BEGIN QUOTED PASSAGE
The part that tripped me up at first was treating "creating OpenTelemetry spans" and "sending data into Application Insights" as the same thing. OpenClaw plugins create OTel spans, but an Application Insights resource is not an OTLP receiver that I can point an endpoint at directly.

flowchart TD
   openclaw["OpenClaw Gateway"]
   spans["OpenClaw plugins<br/>create OTel spans"]

   direct["Direct OTLP endpoint<br/>to Application Insights"]
   preload["Chosen path:<br/>Azure Monitor SDK preload"]
   collector["Alternative path:<br/>run an OTel Collector"]

   exporter["Azure Monitor<br/>OpenTelemetry Exporter"]
   connection["Application Insights<br/>connection string"]
   appi["Application Insights"]
   foundry["Azure AI Foundry<br/>Tracing tab"]

   openclaw --> spans
   spans -. "not the path used" .-> direct
   spans --> preload --> exporter --> connection --> appi --> foundry
   spans -. "heavier option" .-> collector --> exporter

   classDef blocked fill:#fff1f2,stroke:#be123c,color:#7f1d1d
   classDef chosen fill:#ecfdf5,stroke:#047857,color:#064e3b
   class direct blocked
   class preload,exporter,connection,appi,foundry chosen

I chose the preload route for a fairly ordinary reason. Microsoft's OpenTelemetry guidance uses the Azure Monitor OpenTelemetry Distro with an Application Insights connection string. The OTLP Exporter documentation describes sending telemetry to an extra OTLP receiver, such as a Collector. For this deployment, adding a collector container would have meant one more thing to operate, so I let the Azure Monitor SDK register the global OTel SDK before the Node.js process started, then had the OpenClaw plugins write spans into that SDK.
END QUOTED PASSAGE
BEGIN EXTRACTED MATERIAL
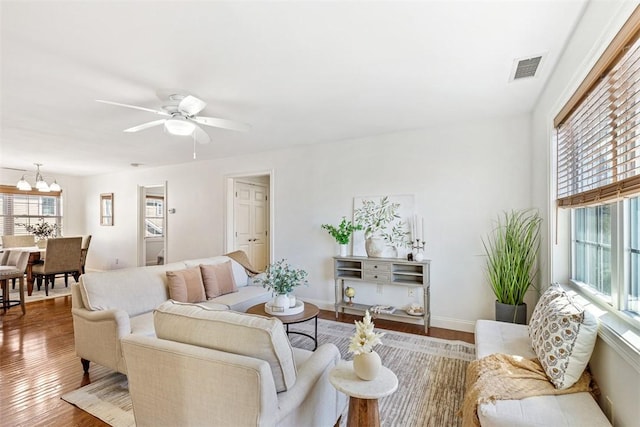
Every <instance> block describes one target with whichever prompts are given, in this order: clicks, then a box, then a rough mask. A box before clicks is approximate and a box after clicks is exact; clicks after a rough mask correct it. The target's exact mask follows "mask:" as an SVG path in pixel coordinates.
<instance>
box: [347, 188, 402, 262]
mask: <svg viewBox="0 0 640 427" xmlns="http://www.w3.org/2000/svg"><path fill="white" fill-rule="evenodd" d="M398 209H400V203H392V202H391V201H390V200H389V196H384V197H382V198H381V199H380V202H377V203H376V202H375V201H374V200H363V201H362V206H361V207H360V208H358V209H356V210H355V211H354V217H355V220H356V224H358V225H360V226H362V227H363V228H364V238H365V249H366V251H367V255H368V256H370V257H381V256H383V255H384V251H385V246H390V247H392V248H393V250H394V252H395V253H396V256H397V248H398V247H401V246H409V244H410V242H409V239H408V238H407V236H409V231H408V230H405V223H404V221H402V219H401V218H400V215H399V214H398Z"/></svg>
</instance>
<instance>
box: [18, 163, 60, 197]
mask: <svg viewBox="0 0 640 427" xmlns="http://www.w3.org/2000/svg"><path fill="white" fill-rule="evenodd" d="M34 165H36V183H35V185H34V187H36V190H38V191H42V192H43V193H46V192H49V191H62V188H61V187H60V184H58V181H57V180H56V179H55V178H54V179H53V182H52V183H51V185H49V184H47V181H45V180H44V177H43V176H42V174H41V173H40V166H42V163H34ZM24 177H25V175H22V178H20V181H18V183H17V184H16V187H17V188H18V190H22V191H31V184H29V183H28V182H27V180H26V179H24Z"/></svg>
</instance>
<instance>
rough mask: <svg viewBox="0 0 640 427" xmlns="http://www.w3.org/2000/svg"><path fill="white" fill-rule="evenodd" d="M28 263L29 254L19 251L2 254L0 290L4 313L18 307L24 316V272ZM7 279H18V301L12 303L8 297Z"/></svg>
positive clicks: (7, 286)
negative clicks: (21, 309) (20, 308)
mask: <svg viewBox="0 0 640 427" xmlns="http://www.w3.org/2000/svg"><path fill="white" fill-rule="evenodd" d="M28 261H29V252H26V251H20V250H13V251H11V250H7V251H5V252H4V253H3V254H2V260H1V261H0V288H2V311H3V312H4V313H6V311H7V310H8V309H9V308H10V307H14V306H16V305H20V306H21V307H22V314H26V312H27V309H26V307H25V304H24V271H25V269H26V268H27V262H28ZM9 279H13V280H15V279H18V280H19V282H20V285H19V288H18V289H19V290H18V292H19V293H20V300H15V301H12V300H11V298H10V297H9V284H8V280H9Z"/></svg>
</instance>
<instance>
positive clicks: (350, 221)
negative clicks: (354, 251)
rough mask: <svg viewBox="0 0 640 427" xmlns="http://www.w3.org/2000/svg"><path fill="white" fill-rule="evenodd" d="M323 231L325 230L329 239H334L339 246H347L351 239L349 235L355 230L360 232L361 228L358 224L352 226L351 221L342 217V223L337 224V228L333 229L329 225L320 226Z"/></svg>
mask: <svg viewBox="0 0 640 427" xmlns="http://www.w3.org/2000/svg"><path fill="white" fill-rule="evenodd" d="M321 227H322V228H323V229H325V230H327V231H328V232H329V234H330V235H331V237H333V238H334V239H336V242H338V243H339V244H341V245H348V244H349V239H350V238H351V234H353V232H354V231H356V230H362V226H361V225H360V224H353V223H352V222H351V221H348V220H347V217H344V216H343V217H342V221H340V224H338V226H337V227H334V226H333V225H331V224H322V226H321Z"/></svg>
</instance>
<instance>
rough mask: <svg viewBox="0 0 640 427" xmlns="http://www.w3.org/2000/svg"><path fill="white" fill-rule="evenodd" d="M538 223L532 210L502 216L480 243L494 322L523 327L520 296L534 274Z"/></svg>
mask: <svg viewBox="0 0 640 427" xmlns="http://www.w3.org/2000/svg"><path fill="white" fill-rule="evenodd" d="M541 222H542V218H540V215H539V214H538V212H537V211H534V210H522V211H511V212H505V213H504V217H503V218H500V217H499V218H498V224H497V227H496V228H495V229H494V230H493V232H492V233H491V234H490V235H489V236H488V237H487V239H486V240H484V239H483V241H482V244H483V246H484V249H485V252H486V255H487V273H488V277H489V283H490V284H491V289H492V290H493V293H494V294H495V296H496V320H500V321H504V322H511V323H520V324H526V321H527V305H526V304H525V302H524V295H525V294H526V292H527V290H528V289H529V287H530V286H531V285H532V284H533V281H534V279H535V276H536V274H537V260H538V251H539V249H540V223H541Z"/></svg>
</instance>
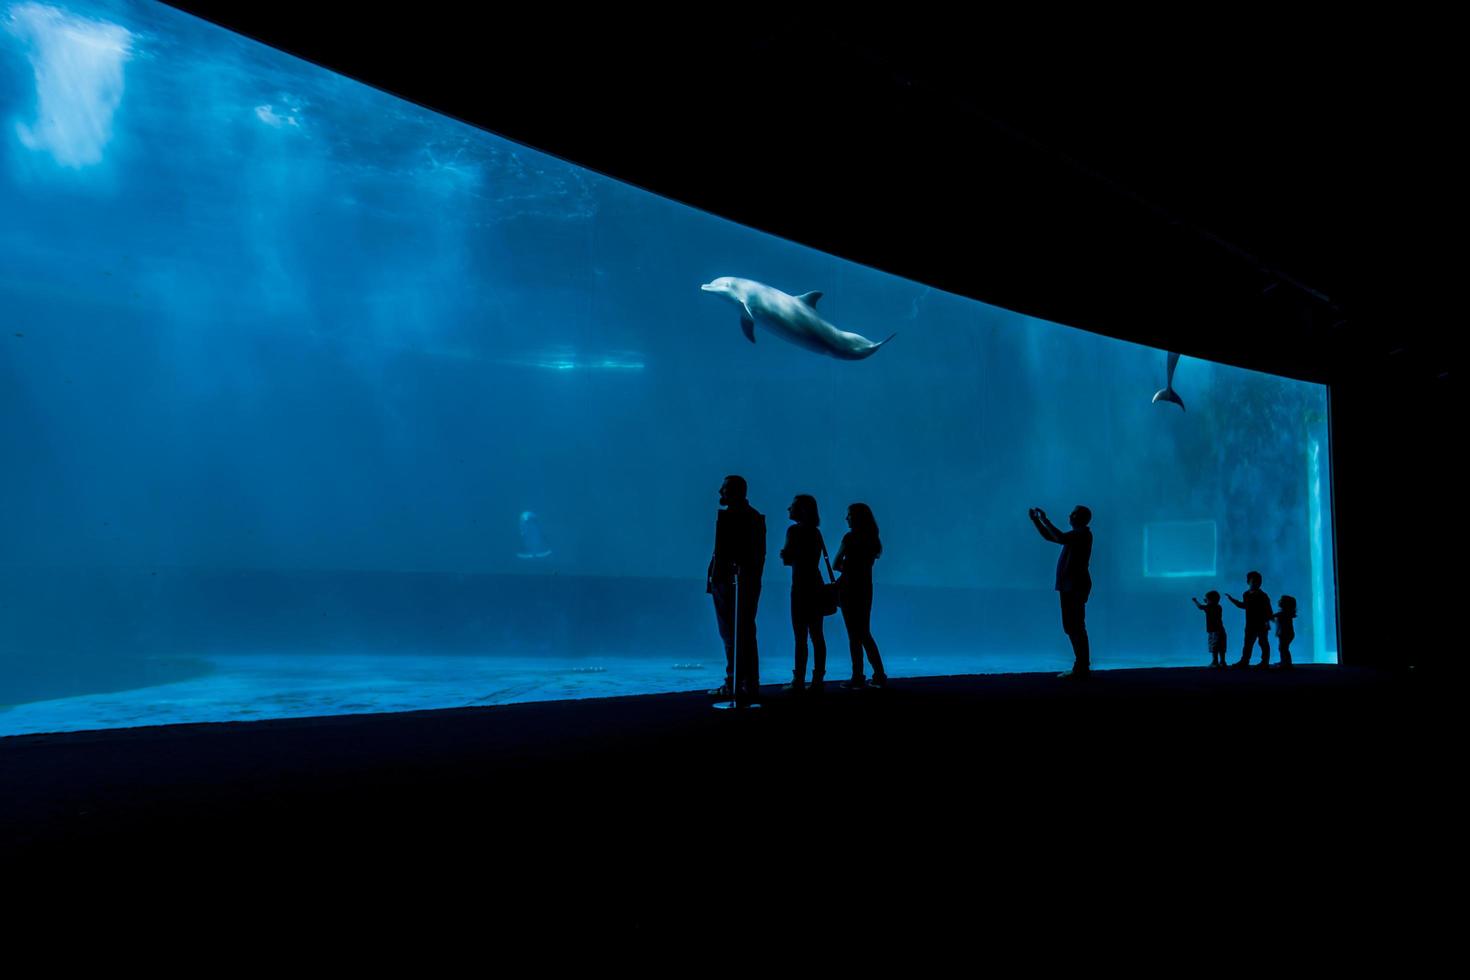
END EXTRACTED MATERIAL
**PROMPT:** Retype the passage on sending OpenClaw spans to Application Insights between "I chose the" and "into that SDK.", inclusive.

**WRITTEN REPLY:**
I chose the preload route for a fairly ordinary reason. Microsoft's OpenTelemetry guidance uses the Azure Monitor OpenTelemetry Distro with an Application Insights connection string. The OTLP Exporter documentation describes sending telemetry to an extra OTLP receiver, such as a Collector. For this deployment, adding a collector container would have meant one more thing to operate, so I let the Azure Monitor SDK register the global OTel SDK before the Node.js process started, then had the OpenClaw plugins write spans into that SDK.